Point localization data
BEGIN

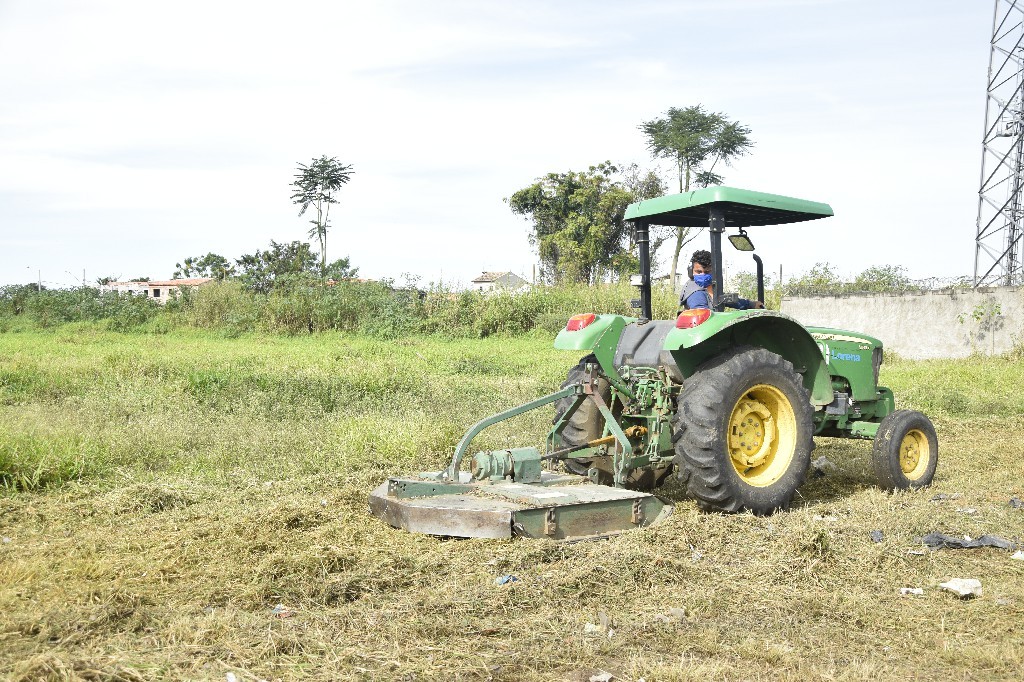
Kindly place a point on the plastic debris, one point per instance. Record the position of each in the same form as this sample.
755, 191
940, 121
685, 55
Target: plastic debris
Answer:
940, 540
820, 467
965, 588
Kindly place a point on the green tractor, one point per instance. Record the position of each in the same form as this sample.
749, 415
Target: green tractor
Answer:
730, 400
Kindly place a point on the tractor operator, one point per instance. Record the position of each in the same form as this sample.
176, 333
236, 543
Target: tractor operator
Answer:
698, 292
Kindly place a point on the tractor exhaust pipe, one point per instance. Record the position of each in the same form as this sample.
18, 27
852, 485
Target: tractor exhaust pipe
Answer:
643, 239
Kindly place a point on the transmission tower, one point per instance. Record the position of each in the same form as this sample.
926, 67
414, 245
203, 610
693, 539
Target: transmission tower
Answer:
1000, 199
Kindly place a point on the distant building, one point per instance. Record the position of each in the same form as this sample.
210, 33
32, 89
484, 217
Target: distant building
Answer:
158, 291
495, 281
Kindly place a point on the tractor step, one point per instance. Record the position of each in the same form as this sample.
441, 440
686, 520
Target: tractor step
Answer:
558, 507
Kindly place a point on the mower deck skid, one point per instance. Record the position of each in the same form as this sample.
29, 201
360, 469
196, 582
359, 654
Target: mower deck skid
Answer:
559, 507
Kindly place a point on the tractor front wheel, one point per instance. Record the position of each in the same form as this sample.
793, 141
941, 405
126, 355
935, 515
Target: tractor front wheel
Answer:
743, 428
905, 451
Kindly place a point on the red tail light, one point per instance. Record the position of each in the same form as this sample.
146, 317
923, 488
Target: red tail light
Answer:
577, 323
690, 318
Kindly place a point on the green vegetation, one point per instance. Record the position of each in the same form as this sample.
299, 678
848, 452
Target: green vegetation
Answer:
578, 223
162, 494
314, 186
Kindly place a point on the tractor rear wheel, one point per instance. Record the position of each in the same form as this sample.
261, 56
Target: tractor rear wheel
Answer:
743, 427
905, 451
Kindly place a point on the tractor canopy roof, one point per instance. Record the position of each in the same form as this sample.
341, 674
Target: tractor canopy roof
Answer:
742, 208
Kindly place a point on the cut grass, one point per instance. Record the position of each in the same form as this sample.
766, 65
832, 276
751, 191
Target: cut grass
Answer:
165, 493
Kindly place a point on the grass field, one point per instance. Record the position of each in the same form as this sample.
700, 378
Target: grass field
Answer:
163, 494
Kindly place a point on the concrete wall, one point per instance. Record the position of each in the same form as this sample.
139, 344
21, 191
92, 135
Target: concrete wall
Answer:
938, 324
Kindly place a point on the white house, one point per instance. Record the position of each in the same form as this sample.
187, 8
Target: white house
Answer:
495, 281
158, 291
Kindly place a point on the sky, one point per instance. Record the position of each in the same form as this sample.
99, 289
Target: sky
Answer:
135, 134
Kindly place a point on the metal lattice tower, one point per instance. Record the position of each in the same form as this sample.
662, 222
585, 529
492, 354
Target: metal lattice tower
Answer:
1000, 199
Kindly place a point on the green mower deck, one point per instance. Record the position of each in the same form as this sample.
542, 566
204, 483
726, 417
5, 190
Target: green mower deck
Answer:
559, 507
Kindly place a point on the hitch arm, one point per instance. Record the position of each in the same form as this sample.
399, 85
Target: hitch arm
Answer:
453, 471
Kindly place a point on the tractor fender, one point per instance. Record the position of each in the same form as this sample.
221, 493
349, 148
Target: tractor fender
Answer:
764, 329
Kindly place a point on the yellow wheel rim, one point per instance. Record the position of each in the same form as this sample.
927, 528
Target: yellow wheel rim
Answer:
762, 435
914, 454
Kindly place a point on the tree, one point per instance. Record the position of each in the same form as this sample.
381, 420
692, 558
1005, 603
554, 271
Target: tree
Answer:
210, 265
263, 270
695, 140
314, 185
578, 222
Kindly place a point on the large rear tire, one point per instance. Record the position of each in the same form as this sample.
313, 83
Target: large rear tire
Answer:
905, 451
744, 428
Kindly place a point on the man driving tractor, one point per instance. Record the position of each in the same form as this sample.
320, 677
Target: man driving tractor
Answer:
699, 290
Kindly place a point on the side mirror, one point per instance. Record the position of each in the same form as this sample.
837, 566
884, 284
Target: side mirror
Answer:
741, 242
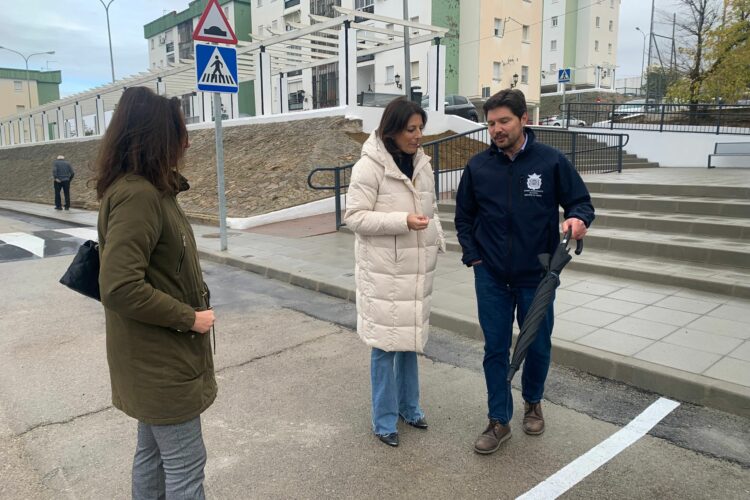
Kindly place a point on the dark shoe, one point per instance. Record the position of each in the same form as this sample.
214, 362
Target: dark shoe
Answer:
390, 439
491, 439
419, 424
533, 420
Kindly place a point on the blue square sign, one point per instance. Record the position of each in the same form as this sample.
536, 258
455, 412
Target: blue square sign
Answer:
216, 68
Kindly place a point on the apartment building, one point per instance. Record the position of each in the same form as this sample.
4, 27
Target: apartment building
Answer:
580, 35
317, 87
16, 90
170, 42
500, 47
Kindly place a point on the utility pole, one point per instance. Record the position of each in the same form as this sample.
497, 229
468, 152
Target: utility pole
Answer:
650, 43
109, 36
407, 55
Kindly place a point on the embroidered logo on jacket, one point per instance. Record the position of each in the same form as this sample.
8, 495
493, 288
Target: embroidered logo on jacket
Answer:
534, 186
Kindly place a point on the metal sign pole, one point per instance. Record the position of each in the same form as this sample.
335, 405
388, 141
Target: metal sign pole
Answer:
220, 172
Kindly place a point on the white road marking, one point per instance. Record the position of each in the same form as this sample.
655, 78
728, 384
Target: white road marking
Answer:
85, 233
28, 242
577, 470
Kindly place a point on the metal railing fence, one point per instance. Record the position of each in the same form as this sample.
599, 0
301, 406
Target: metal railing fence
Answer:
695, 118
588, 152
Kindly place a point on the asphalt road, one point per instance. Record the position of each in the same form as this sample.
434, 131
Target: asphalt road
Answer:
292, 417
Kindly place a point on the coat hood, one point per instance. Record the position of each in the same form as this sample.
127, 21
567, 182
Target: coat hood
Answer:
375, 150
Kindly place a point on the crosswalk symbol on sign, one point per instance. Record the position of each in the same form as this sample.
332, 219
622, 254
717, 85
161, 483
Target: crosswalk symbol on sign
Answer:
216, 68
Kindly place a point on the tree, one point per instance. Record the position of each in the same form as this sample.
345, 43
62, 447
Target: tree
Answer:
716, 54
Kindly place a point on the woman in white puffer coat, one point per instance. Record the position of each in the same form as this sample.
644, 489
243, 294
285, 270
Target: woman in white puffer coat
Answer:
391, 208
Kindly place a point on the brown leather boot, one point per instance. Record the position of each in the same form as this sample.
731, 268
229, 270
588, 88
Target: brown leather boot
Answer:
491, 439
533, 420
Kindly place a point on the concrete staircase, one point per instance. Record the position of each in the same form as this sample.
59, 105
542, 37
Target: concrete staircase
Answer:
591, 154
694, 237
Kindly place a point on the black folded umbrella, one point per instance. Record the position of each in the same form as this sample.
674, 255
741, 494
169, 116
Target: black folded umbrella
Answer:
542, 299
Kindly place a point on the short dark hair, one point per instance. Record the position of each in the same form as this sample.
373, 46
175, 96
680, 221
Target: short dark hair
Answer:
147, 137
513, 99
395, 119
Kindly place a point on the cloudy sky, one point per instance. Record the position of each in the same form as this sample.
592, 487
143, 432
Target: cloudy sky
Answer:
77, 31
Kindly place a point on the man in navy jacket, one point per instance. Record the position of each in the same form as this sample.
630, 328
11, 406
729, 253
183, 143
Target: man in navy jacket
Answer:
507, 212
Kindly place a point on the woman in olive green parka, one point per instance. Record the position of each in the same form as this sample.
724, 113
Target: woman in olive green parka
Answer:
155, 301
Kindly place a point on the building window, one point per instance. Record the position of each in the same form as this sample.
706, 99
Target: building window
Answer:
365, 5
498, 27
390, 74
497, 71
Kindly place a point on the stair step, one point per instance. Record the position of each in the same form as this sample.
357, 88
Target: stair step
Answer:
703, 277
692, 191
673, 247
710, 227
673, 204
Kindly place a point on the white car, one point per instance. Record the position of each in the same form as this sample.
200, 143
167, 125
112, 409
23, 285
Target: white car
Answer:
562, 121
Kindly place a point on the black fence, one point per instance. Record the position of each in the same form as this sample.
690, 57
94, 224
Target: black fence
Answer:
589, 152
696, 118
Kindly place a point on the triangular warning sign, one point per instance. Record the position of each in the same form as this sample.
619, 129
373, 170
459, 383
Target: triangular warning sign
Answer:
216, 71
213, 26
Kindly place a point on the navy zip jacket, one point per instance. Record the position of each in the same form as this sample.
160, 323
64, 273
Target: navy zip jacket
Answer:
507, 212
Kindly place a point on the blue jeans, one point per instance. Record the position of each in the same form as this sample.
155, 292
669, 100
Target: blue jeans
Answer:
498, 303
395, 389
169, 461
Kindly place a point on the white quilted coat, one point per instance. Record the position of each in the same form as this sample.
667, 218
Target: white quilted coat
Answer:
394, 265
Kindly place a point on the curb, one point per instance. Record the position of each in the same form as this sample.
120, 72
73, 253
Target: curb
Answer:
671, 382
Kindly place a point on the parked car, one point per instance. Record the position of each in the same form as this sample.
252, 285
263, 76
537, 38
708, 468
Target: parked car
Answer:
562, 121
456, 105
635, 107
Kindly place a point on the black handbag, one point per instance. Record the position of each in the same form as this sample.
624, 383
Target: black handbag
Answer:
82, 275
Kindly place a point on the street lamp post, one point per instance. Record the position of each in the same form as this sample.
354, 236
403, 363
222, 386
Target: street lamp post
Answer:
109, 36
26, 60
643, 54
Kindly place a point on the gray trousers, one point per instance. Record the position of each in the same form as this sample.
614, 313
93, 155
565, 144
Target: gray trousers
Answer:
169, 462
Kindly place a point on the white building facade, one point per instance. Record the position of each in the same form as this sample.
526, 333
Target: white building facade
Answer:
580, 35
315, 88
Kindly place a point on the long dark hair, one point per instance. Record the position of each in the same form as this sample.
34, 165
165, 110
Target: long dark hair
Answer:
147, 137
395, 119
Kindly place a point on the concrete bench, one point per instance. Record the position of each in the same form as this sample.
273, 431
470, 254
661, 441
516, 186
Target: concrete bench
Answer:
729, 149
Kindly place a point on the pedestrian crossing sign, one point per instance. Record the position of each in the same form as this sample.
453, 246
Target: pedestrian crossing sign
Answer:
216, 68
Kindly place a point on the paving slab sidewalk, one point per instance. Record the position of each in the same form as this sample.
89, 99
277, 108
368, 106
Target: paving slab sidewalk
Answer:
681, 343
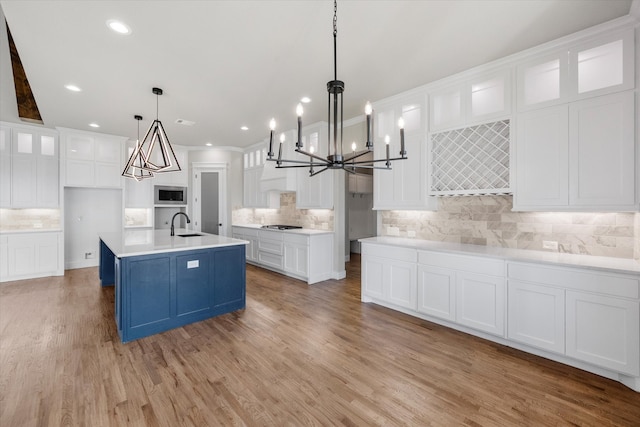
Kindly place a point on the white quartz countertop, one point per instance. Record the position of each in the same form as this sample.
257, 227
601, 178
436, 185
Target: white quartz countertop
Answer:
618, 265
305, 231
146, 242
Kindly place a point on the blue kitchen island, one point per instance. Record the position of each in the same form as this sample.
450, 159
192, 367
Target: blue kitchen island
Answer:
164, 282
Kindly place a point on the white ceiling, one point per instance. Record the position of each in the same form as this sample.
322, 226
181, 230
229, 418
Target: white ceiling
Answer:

END

_WHAT NEEDS TO BE DONE_
In the records, find every line that has the string "operator" and copy it.

_RESPONSE AREA_
Kindly place a point on the tractor operator, one point per instance. Record the position of each in the same form as this sample.
Target: tractor operator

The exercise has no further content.